### Passage to read
= Beginning of Section =

481. Do spirits play a part in the phenomena exhibited by the individuals designated under the name of convulsionaries.?
"Yes, a very important one, as does also the agent that you call magnetism, whether employed by human beings or by spirits; for this agent is the original source of those phenomena. But charlatanism has often exaggerated those effects, and made them a matter of speculation, which has brought them into ridicule."
– What is generally the nature of the spirits who help to produce phenomena of this kind?
"Of slight elevation. Do you suppose that spirits of high degree would waste their time in such a way?"
482. How can a whole population be suddenly thrown into the abnormal state of convulsions and crises.'
"Through sympathy. Moral dispositions are sometimes exceedingly contagious. You are not so ignorant of the effects of human magnetism as not to understand this, and also the part that certain spirits would naturally take in such occurrences, through sympathy with those by whom they are produced."
Among the strange peculiarities remarked in convulsionaries, several are evidently identical with those of which somnambulism and mesmerism offer numerous examples – viz., physical insensibility, thought-reading, sympathetic transmission or sensations, etc. It is therefore impossible to doubt that these crisiacs are in a sort of waking somnambulism, determined by the influence which they unwittingly exercise upon each other. They are at once mesmerisers and mesmerised, unconsciously to themselves.
483. What is the cause of the physical insensibility sometimes remarked in convulsionaries, and sometimes, also, in other persons, when subjected to the most atrocious tortures?
"In some cases it is simply an effect of human magnetism, which acts upon the nervous system in the same manner as do certain substances. In other cases, mental excitement deadens the sensibility of the organism, the life seeming to retire from the body in order to concentrate itself in the spirit. Have you not observed that, when the spirit is intensely occupied with any matter, the body neither feels, nor sees, nor hears?
The excitement of fanaticism and enthusiasm often offer, on the part of persons subjected to a violent death, examples of a calmness and coolness that could hardly triumph over excruciating pain unless the sensibility of the patient were neutralised by a sort of moral anesthesia. We know that, in the heat of battle, a severe wound is often received without being perceived; whilst, under ordinary circumstances, a mere scratch is felt acutely.
Since the production of these phenomena is due, in part, to the action of physical causes, in part to that of spirits, it may be asked how it can have been possible for the civil authorities, in certain cases, to put a stop to them? The reason of this is, however, very simple. The action of spirits, in these cases, is only secondary; they do nothing more than take advantage of a natural tendency. The public authorities did not suppress this tendency, but the cause which kept up and stimulated it, thus reducing it from a state of activity to one of latency; and they were right in so doing, because the matter was giving rise to abuses and scandal. Such intervention, nevertheless, is powerless in cases where the action of spirits is direct and spontaneous.

= End of Section =

### Work instructions
Reproduce the passage on convulsionaries from "483. What is" to "most atrocious tortures?".

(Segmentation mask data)
= Beginning of Section =

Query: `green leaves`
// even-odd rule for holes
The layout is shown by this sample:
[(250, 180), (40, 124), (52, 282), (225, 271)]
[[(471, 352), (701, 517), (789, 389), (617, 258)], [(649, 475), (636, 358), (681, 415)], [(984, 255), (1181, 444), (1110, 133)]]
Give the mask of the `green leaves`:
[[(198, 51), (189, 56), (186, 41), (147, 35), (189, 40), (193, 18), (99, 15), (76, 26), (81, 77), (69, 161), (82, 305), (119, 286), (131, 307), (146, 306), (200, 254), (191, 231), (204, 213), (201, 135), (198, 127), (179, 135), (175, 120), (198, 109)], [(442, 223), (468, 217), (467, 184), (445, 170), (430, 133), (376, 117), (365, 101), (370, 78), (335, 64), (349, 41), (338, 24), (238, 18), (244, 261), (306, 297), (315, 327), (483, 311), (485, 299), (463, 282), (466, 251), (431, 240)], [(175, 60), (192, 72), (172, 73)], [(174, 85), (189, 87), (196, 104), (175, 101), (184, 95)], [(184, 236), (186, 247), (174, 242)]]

= End of Section =

### Result for this task
483. What is the cause of the physical insensibility sometimes remarked in convulsionaries, and sometimes, also, in other persons, when subjected to the most atrocious tortures?